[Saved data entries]
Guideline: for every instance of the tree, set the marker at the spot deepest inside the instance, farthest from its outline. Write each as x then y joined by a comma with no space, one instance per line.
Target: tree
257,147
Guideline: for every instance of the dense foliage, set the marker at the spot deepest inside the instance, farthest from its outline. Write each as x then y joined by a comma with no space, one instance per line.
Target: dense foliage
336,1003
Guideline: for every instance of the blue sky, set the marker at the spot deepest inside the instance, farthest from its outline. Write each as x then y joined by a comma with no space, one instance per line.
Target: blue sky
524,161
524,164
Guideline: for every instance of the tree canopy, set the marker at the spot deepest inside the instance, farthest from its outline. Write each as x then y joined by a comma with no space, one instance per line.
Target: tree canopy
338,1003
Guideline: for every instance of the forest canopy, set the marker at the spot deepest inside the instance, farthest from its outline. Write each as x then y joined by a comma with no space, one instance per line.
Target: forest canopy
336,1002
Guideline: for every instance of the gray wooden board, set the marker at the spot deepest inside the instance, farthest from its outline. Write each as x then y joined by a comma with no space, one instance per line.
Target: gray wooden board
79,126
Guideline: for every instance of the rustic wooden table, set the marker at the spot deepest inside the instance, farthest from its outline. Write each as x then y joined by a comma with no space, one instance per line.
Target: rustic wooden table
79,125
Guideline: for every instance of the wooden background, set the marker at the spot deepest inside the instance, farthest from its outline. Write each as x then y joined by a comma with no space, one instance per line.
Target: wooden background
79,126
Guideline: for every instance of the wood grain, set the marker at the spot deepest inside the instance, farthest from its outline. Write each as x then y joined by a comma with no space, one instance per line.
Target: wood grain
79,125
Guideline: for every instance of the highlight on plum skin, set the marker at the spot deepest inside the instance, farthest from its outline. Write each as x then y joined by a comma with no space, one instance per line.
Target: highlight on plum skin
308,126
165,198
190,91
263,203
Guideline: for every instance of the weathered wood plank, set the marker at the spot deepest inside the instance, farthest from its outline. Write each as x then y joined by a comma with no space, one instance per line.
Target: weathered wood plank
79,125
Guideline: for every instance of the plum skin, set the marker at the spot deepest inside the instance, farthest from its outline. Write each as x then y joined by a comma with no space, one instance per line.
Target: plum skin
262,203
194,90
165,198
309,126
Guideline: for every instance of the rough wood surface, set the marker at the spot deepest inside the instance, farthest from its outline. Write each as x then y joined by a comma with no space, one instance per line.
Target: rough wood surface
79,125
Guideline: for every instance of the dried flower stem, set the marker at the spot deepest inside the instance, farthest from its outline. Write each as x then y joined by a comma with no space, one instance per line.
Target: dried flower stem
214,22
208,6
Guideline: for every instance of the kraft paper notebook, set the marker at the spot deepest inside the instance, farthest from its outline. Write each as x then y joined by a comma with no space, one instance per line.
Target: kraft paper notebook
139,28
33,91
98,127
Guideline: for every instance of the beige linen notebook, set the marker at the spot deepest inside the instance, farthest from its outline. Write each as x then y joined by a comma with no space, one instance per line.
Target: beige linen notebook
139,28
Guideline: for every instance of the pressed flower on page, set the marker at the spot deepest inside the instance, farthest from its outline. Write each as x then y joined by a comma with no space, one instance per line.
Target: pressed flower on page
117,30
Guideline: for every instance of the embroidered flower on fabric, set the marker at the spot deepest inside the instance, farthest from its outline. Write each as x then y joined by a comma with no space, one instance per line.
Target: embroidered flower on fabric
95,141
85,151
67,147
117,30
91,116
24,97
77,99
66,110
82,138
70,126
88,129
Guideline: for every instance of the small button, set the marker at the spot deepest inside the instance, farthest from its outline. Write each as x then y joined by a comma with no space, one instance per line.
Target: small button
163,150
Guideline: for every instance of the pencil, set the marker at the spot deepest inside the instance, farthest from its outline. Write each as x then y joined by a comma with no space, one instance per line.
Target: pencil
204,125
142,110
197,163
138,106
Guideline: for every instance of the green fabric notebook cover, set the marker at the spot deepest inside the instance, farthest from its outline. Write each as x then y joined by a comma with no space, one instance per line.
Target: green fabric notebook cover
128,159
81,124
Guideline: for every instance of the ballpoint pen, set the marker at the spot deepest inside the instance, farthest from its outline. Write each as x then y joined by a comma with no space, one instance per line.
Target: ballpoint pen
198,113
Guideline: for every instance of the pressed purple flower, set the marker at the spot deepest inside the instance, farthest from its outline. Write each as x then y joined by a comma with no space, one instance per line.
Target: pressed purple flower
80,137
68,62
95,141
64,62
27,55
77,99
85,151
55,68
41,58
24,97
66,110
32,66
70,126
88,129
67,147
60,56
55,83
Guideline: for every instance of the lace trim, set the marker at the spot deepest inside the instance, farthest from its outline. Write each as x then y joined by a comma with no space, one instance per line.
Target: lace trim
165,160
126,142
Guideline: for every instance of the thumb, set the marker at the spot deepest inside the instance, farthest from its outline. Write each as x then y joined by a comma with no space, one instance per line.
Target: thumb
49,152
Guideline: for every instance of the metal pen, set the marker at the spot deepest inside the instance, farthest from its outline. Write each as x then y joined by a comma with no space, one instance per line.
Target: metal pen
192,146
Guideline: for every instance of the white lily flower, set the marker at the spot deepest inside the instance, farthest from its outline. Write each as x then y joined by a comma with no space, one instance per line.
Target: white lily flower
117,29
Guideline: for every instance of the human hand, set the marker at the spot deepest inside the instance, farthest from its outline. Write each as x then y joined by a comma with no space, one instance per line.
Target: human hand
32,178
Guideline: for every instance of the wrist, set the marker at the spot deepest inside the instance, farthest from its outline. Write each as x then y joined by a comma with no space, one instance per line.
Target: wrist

▸ **The task**: Down to the last character, restate every record.

▸ **Written response**:
Guideline: for every instance of the tree, set the marker at the spot deepest inside the instance, farthest from its outline. Write each as x then y joined by a comma with no space, one instance per line.
Target: tree
257,147
Guideline: for every instance of the dense foliage, set the marker at the spot deepest inside the instance, farthest from its outline. Write each as x then y joined by a comma with no space, one instance per line.
Target: dense foliage
336,1003
Guideline: for every instance of the blue sky, set the marker at the spot deepest inside the instance, farthest from its outline. Write each as x then y joined by a comma with no space, one instance per line.
Target: blue sky
524,161
524,164
Guideline: for every instance of the tree canopy, set the marker at the spot deepest inside the instance, farthest from its outline. Write each as x then y joined by a comma with no space, one instance per line.
Target: tree canopy
338,1003
Guideline: for every instance of the forest canopy, set the marker at the spot deepest inside the instance, farthest from its outline. Write each as x then y joined by a comma with no space, one instance per line.
Target: forest canopy
336,1002
Guideline: for every instance of the gray wooden board, set the marker at the spot deepest inside the instance, farthest from its outline. Write each as x then y joined by a comma with no space, one instance per line.
Target: gray wooden board
79,126
Guideline: for every instance of the rustic wooden table, set the marker at the spot deepest inside the instance, farthest from its outline. Write each as x then y joined by a comma with no space, one instance per line.
Target: rustic wooden table
79,125
Guideline: for every instance of the wooden background, set the marker at the spot deepest inside the instance, farthest from its outline. Write each as x then y joined by a comma with no space, one instance per line.
Target: wooden background
79,126
Guideline: for every instance of the wood grain, set the marker at the spot deepest inside the instance, farthest from its outline. Write each as x then y joined by a comma with no space, one instance per line.
Target: wood grain
79,125
Guideline: for every instance of the highlight on plum skin, set the marker at the spot deepest inside the instance, farthest from its outline. Write each as x then y joined by a comma with no space, one instance per line.
Target: highlight on plum skin
308,126
165,198
190,91
263,203
Guideline: for every instance of the weathered wood plank, set the marker at the spot deepest inside the instance, farthest from its outline. Write each as x then y joined by a comma with no space, one instance per line.
Target: weathered wood plank
79,125
Guideline: for every instance of the plum skin, set the marker at the spot deepest inside the instance, farthest from its outline. Write each as x then y joined by a comma with no space, one instance per line.
Target: plum skin
262,203
194,90
165,198
309,126
Guideline: for every instance of the rough wood surface, set the marker at the spot deepest inside the instance, farthest from its outline. Write each as x then y joined by a comma with no space, one instance per line.
Target: rough wood surface
79,125
Guideline: for every instance of the dried flower stem, set the marker at the spot deepest inside the instance, farthest from its outline. Write each as x then y joined by a comma with no space, one instance per line.
Target: dried flower stem
214,22
208,6
Guideline: for every instance of the kraft paper notebook, set the marker at the spot deepest inside the instance, farthest from its outline. Write each as x then y joined by a comma with no space, one instance per line.
Target: kraft paper notebook
139,28
33,91
98,127
Guideline: for every instance of the beige linen notebook, set the marker at the spot deepest inside the instance, farthest from its outline. Write each as x then y joined by a comma with no space, one instance per line.
Target: beige linen notebook
139,28
Guideline: for every instance of the pressed flower on page, set the marker at the spot deepest inside the instance, farthest from its outline. Write each as x then y joined by a comma with no space, one instance per line.
Target: pressed flower on page
117,30
Guideline: for every instance of the embroidered flower on fabric, set the marker at the spot deepest inside the instance, farthest from its outline. Write each as x then y joined by a comma with no space, one instance per line.
Target: embroidered flower on fabric
95,141
85,151
67,147
117,30
91,116
24,97
77,99
66,110
82,138
70,126
88,129
Guideline: for every instance of the small button, set the marker at the spot deepest inside the instance, farthest from its outline. Write each as x then y joined by a comma with no space, one instance per line.
Target: small button
163,150
Guideline: for every instance of the pencil, set the marker at the spot deepest inside the instance, farthest from its outline. Write each as x then y joined by a comma with no space, one instance per line.
Target: pencil
204,125
142,110
197,163
138,106
Guideline: for every instance of the green fabric notebook cover, set the marker at the spot deepest inside the instance, farthest from its outline. Write each as x then y joined by a comma with no space, one instance per line.
Target: green fabric notebook cover
128,159
81,124
Guideline: for every instance of the ballpoint pen, set the marker at the spot deepest inside the instance, farthest from its outline. Write each as x then y joined by a comma with no space, one instance per line.
Target: ballpoint pen
198,113
Guideline: for every instance of the pressed purple flower, set the marker at the spot deepest inside the instance, farthest from its outline. Write each as x then y joined by a comma with no space, one instance per line.
Target: pressed purple flower
80,137
68,62
95,141
64,62
27,55
77,99
85,151
55,68
41,58
24,97
66,110
32,66
70,126
88,129
67,147
60,56
55,83
Guideline: for every instance of the lace trim, set the marker at the spot deepest inside the instance, farthest from its outline. Write each as x then y joined by a comma with no space, one instance per line.
Target: lace trim
165,160
126,142
Guideline: for every instance of the thumb, set the marker at the spot deepest inside the instance, farthest from its outline. Write each as x then y joined by a comma with no space, one instance per line.
Target: thumb
49,152
Guideline: for every instance of the metal pen, set the marker at the spot deepest inside the instance, farthest from its outline. Write each as x then y joined by a comma with no space, one instance per line.
Target: metal pen
192,146
Guideline: for every instance of the white lily flower, set the marker at the spot deepest inside the instance, farthest from its outline. Write each as x then y joined by a comma with no space, one instance per line.
Target: white lily flower
117,29
Guideline: for every instance of the human hand, set the marker at the spot deepest inside the instance, farthest from its outline. Write each as x then y joined by a comma with no space, one instance per line.
Target: human hand
32,178
Guideline: for every instance of the wrist, set the marker at the spot deepest inside the instance, farthest from its outline. Write each as x then y joined by a comma with no space, one instance per line.
Target: wrist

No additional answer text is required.